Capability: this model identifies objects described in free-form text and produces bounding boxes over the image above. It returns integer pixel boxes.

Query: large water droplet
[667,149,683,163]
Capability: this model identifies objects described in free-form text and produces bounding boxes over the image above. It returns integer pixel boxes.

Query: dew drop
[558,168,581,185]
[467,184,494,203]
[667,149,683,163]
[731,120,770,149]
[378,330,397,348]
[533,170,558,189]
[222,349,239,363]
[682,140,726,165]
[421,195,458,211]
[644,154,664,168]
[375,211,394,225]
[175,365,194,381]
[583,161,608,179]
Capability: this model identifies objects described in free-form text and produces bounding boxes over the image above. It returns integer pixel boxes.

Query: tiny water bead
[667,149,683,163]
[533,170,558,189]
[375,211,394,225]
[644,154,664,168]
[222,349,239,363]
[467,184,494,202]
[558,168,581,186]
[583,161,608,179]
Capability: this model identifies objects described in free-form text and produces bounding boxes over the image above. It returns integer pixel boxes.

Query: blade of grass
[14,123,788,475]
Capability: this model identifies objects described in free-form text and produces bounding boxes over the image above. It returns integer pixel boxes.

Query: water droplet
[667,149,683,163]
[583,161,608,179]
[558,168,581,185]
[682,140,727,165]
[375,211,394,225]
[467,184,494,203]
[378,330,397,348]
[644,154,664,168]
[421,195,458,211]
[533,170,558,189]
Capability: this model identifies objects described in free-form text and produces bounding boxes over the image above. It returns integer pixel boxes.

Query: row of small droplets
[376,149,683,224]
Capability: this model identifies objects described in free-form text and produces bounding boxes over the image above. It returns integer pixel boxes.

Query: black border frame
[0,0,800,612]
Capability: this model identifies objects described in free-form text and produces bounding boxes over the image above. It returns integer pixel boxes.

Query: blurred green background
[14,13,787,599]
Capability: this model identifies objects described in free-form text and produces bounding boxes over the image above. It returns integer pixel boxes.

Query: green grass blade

^^^^

- Set task:
Reproduce all of the records above word for word, changing nothing.

- Full response:
Capability: this model identifies objects described in free-form text and produces bounding boxes over the image above. It returns integer pixel boxes.

Query: large water droplet
[667,149,683,163]
Capability: this model identifies objects described in free-form text and produces bounding boxes over the image above. It returns integer pixel boxes.

Query: dew drop
[558,168,581,185]
[467,184,494,203]
[667,149,683,163]
[731,120,770,149]
[378,330,397,348]
[533,170,558,189]
[222,349,239,363]
[682,140,726,165]
[421,195,458,211]
[644,154,664,168]
[375,211,394,225]
[175,365,194,381]
[583,161,608,179]
Capability: this model identifies objects described in free-form text and produces bounding boxes over the image above. It returns integer pixel boxes.

Query: tiny water bead
[667,149,683,163]
[533,170,558,189]
[375,211,394,225]
[644,154,664,168]
[222,349,239,363]
[467,184,494,202]
[558,168,581,186]
[583,161,608,179]
Capability: this model identifies objects described in free-form text and produces bounding boxes over the image above. It returns integer pixel boxes.

Query: blade of grass
[14,123,788,475]
Capability: this model identifies objects described in free-form text and produces bounding boxes over the image above. It returns integer pixel boxes.

Query: water droplet
[667,149,683,163]
[583,161,608,179]
[558,168,581,185]
[682,140,727,165]
[375,211,394,225]
[467,184,494,203]
[378,330,397,348]
[644,154,664,168]
[421,195,458,211]
[533,170,558,189]
Capability: this model identifies objects described in free-form text and produces bounding boxes over the image above. It returns integer pixel boxes.

Query: row of small droplets
[376,149,683,224]
Capability: this model identifies objects described in free-form text and produces bounding boxes over the image above. It returns integer pixel boxes.

Query: black border frame
[0,0,800,612]
Capability: this model identifies objects described in free-form text and produces bounding boxes over the image above. It returns integer pixel boxes.

Query: blurred green background
[14,13,787,599]
Capability: this model identifies objects described in free-form text and produces bounding boxes over the image above. It returns integer pixel boxes.

Query: green grass blade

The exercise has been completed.